- GIVEN TASK A -
Print the rows without changes, starting at the line that contains "For every instance of the framed" and ending with the last line of the rows, with both of those lines included.

- PROVIDED PASSAGE -
========

On to the incrementality. It's nothing new, Eric Raymond wrote about it in "The Cathedral and the Bazaar". But it still gets lost surprisingly often, even in the "agile methodologies". Instead of "we'll make this great new thing to replace that dingy old thing" the right approach is "we'll transform this dingy old thing into this great new thing". The programs are not physical objects, they're more like blueprints for the physical objects. It's not like you have to raze a bridge to build a new bridge in its place. Instead a program's run is more like a physical object. Every time you restart a program an old bridge gets razed and a new one gets built for you according to the new plan. Or I guess another good example from the world of the physical things is the automobile manufacturing: the car models might stay but their internal mechanics is updated pretty regularly. At some point the cars would look the same but the new cars from that point on would get say a better alternator. The Chevy small block V8 engine has been around for more than 50 years. The only item that stayed for all this time is the dimensions of the cylinders. Everything else has been replaced. But it hasn't been replaced in one go, it has been a product of a long evolution with many gradual small changes.

========

- TASK INPUT -
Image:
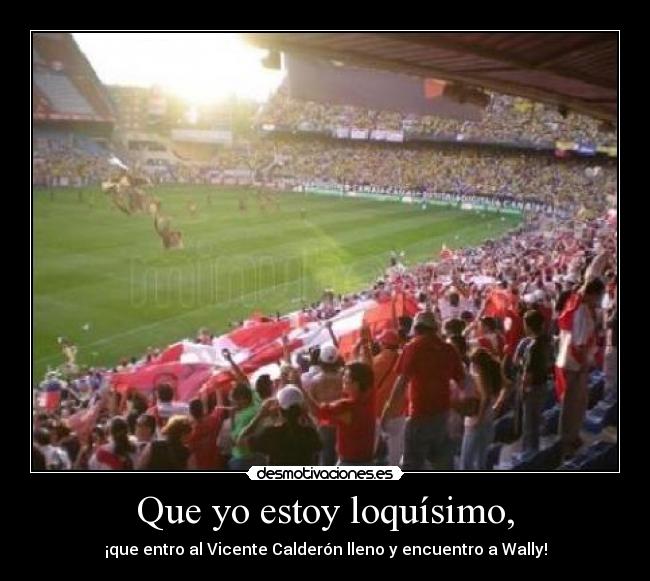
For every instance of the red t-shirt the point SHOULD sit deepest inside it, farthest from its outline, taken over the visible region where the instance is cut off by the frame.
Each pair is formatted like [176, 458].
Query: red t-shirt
[202, 441]
[355, 439]
[429, 364]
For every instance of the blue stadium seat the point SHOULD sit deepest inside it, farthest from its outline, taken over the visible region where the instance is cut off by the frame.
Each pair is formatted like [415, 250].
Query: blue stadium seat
[598, 456]
[547, 459]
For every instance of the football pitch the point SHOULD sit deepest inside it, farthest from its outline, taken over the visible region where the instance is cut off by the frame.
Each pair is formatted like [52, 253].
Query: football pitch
[102, 279]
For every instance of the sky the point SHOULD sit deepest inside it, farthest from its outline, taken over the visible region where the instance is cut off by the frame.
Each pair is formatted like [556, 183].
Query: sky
[199, 67]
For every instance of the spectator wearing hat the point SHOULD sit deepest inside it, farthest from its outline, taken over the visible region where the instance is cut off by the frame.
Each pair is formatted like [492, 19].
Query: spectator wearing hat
[426, 367]
[326, 386]
[294, 441]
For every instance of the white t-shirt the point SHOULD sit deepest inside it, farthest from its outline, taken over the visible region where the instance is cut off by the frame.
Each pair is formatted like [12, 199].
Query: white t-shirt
[582, 332]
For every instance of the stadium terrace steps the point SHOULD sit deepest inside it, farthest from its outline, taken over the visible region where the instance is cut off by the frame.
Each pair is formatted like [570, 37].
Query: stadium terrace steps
[62, 94]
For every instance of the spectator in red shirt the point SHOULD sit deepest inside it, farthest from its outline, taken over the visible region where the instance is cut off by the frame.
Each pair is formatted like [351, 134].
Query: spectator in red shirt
[202, 441]
[426, 367]
[353, 415]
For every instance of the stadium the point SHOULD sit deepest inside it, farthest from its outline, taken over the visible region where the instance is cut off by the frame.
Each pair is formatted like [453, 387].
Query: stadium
[353, 249]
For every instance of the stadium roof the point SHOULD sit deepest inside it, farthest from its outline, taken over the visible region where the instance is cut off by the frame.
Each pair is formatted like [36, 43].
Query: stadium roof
[578, 70]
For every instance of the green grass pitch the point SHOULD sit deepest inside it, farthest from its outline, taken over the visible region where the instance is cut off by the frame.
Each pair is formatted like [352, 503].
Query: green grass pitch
[102, 279]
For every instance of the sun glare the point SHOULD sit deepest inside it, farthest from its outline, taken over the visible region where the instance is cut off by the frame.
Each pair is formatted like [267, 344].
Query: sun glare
[199, 67]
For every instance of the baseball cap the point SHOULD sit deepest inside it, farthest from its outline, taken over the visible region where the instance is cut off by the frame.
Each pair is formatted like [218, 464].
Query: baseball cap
[425, 319]
[289, 396]
[388, 338]
[329, 354]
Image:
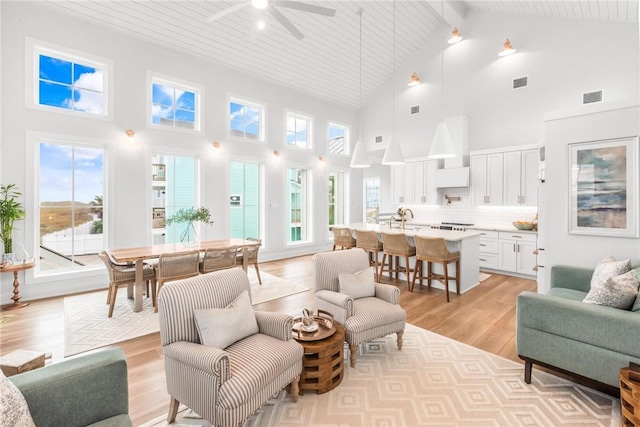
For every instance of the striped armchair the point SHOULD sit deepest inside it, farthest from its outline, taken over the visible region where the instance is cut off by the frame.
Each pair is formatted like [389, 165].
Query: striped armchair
[224, 386]
[366, 318]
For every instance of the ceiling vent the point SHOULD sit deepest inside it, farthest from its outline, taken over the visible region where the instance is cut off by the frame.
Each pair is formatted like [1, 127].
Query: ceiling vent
[591, 97]
[520, 82]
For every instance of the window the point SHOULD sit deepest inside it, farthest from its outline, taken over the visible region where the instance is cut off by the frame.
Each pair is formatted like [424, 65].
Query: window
[71, 206]
[299, 200]
[246, 119]
[68, 81]
[175, 105]
[338, 139]
[245, 200]
[299, 130]
[372, 199]
[338, 198]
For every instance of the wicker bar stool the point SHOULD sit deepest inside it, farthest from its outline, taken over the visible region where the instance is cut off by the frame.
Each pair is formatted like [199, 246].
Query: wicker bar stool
[342, 237]
[368, 240]
[397, 245]
[434, 249]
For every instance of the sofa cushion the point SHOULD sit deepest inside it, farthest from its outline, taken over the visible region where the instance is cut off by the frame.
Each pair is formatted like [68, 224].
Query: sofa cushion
[358, 285]
[221, 327]
[617, 292]
[14, 410]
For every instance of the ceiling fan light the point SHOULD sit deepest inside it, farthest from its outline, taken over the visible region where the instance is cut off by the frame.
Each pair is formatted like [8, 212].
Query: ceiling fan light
[442, 145]
[260, 4]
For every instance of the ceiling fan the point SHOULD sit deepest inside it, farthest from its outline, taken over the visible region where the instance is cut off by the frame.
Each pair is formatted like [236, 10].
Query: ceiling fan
[273, 6]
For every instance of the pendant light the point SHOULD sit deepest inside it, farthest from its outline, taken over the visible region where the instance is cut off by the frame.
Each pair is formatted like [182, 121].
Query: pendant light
[442, 146]
[360, 158]
[393, 153]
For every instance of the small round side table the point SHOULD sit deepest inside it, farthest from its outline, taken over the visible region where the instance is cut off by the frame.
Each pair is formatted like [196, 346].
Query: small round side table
[629, 399]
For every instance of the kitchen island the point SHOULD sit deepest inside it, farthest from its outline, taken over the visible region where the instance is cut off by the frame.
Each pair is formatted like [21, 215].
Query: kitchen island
[465, 242]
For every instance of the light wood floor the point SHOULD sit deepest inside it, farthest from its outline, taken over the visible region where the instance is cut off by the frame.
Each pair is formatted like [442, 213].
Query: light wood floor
[484, 317]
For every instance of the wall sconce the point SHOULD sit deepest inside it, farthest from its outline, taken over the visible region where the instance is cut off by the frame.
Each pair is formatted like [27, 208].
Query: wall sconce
[508, 49]
[415, 80]
[131, 138]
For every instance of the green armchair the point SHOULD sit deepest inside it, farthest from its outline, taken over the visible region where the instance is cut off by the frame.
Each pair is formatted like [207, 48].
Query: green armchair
[88, 390]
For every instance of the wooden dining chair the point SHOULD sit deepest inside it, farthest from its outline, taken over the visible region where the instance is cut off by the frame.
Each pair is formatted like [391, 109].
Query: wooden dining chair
[174, 266]
[215, 259]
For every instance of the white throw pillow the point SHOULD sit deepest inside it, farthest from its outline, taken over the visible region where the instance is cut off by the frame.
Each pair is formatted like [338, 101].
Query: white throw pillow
[608, 268]
[618, 292]
[357, 285]
[221, 327]
[14, 410]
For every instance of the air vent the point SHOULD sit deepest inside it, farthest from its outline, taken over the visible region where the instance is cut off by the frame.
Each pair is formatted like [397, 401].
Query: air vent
[590, 97]
[520, 82]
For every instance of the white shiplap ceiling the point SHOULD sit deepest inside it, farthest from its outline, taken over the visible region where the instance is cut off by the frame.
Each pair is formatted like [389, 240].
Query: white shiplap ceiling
[325, 63]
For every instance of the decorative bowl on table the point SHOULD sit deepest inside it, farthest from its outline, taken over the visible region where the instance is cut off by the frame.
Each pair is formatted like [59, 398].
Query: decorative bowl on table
[523, 225]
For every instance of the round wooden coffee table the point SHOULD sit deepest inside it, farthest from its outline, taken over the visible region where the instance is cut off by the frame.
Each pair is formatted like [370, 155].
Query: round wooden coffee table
[323, 362]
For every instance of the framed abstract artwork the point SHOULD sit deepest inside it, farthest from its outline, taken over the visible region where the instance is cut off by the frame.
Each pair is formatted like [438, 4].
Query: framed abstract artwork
[603, 186]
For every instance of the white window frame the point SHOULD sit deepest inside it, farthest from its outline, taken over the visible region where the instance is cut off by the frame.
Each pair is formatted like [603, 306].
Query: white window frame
[262, 106]
[33, 49]
[176, 83]
[310, 126]
[347, 137]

========

- GIVEN TASK B -
Output the passage on incremental software change in full, word for word.

- FINAL ANSWER A -
For every instance of the framed abstract artwork the point SHOULD sit deepest inside it, farthest from its outline, taken over the visible region where the instance is cut off by the frame.
Each pair is formatted like [438, 4].
Query: framed abstract artwork
[603, 186]
For every instance of the white window frame the point SHOULD sit deepest inside it, farthest from its outline, taken over the visible region where the instance is cut off by the frame.
Each pair is formatted like [603, 306].
Query: white window frame
[262, 106]
[33, 49]
[176, 83]
[310, 126]
[347, 137]

- FINAL ANSWER B -
On to the incrementality. It's nothing new, Eric Raymond wrote about it in "The Cathedral and the Bazaar". But it still gets lost surprisingly often, even in the "agile methodologies". Instead of "we'll make this great new thing to replace that dingy old thing" the right approach is "we'll transform this dingy old thing into this great new thing". The programs are not physical objects, they're more like blueprints for the physical objects. It's not like you have to raze a bridge to build a new bridge in its place. Instead a program's run is more like a physical object. Every time you restart a program an old bridge gets razed and a new one gets built for you according to the new plan. Or I guess another good example from the world of the physical things is the automobile manufacturing: the car models might stay but their internal mechanics is updated pretty regularly. At some point the cars would look the same but the new cars from that point on would get say a better alternator. The Chevy small block V8 engine has been around for more than 50 years. The only item that stayed for all this time is the dimensions of the cylinders. Everything else has been replaced. But it hasn't been replaced in one go, it has been a product of a long evolution with many gradual small changes.